§ WRITTEN EXERCISE
Rewrite the lines below, from the line containing "Exercise. Identify every instance of the stone ghat" through the end of the lines, keeping each request as it is. Multiply every coordinate in the answers by 0.75 and round to the nearest whole number, with halves rounded up.

Collected data
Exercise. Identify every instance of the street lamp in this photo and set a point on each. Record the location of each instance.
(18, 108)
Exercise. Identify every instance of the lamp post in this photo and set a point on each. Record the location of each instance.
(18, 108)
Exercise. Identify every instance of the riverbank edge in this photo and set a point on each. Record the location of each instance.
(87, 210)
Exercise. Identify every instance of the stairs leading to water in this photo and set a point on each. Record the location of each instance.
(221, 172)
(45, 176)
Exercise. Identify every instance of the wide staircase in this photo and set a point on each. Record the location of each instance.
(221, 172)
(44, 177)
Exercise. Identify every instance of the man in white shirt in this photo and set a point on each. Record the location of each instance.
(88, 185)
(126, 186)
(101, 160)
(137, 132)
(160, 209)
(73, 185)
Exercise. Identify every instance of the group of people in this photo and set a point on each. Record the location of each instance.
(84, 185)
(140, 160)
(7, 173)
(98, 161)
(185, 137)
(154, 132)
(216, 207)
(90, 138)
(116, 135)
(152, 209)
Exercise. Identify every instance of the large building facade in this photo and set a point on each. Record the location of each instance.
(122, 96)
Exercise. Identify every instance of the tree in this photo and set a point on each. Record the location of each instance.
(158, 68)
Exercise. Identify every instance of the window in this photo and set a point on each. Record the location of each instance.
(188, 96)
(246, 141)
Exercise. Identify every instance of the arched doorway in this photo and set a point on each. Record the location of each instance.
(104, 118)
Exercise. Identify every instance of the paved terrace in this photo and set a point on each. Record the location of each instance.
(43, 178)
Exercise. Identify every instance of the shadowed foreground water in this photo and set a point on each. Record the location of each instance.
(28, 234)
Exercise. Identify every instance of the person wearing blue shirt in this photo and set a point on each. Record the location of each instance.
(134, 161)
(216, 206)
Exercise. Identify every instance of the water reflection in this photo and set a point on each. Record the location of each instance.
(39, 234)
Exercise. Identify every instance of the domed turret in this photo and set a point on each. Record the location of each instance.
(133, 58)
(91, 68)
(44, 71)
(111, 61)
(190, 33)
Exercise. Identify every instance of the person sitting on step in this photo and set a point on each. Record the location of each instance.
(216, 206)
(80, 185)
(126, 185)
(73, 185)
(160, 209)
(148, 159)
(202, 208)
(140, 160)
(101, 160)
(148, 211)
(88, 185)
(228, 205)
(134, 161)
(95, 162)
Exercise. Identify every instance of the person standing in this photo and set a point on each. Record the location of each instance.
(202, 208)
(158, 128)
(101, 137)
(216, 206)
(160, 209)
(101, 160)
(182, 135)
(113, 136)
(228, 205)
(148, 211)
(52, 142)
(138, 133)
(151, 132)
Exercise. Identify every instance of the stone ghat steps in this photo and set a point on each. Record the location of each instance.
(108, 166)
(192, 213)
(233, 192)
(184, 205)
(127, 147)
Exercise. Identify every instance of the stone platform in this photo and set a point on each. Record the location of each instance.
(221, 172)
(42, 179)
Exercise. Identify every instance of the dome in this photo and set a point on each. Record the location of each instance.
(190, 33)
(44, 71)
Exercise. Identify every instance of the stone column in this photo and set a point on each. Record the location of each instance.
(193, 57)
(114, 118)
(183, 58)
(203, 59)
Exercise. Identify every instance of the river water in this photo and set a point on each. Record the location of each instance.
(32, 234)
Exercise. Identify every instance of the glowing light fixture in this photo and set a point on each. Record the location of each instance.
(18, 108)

§ EXERCISE RESULT
Exercise. Identify every instance of the stone ghat steps in this photo and set a point on each. Record the location of each instance.
(81, 125)
(144, 160)
(175, 144)
(138, 154)
(95, 110)
Exercise. Identify every instance of the stone platform in this photo and set a point on each. Record the location of each instance.
(166, 129)
(32, 134)
Exercise. Identify every instance of the dome in this photo and set a point on each. Record the location of each instance.
(143, 25)
(33, 53)
Exercise. Identify every instance of the stone column in this photo and set a point on each. Record the location of each instance.
(145, 43)
(86, 89)
(137, 44)
(152, 44)
Exercise. Identify every instance of the river water in this photo and set a point on each. Record the location of each instance.
(24, 176)
Exercise. Identify every instance of the glowing light fixture in this photo and set a point on each. Record the location of each instance.
(14, 81)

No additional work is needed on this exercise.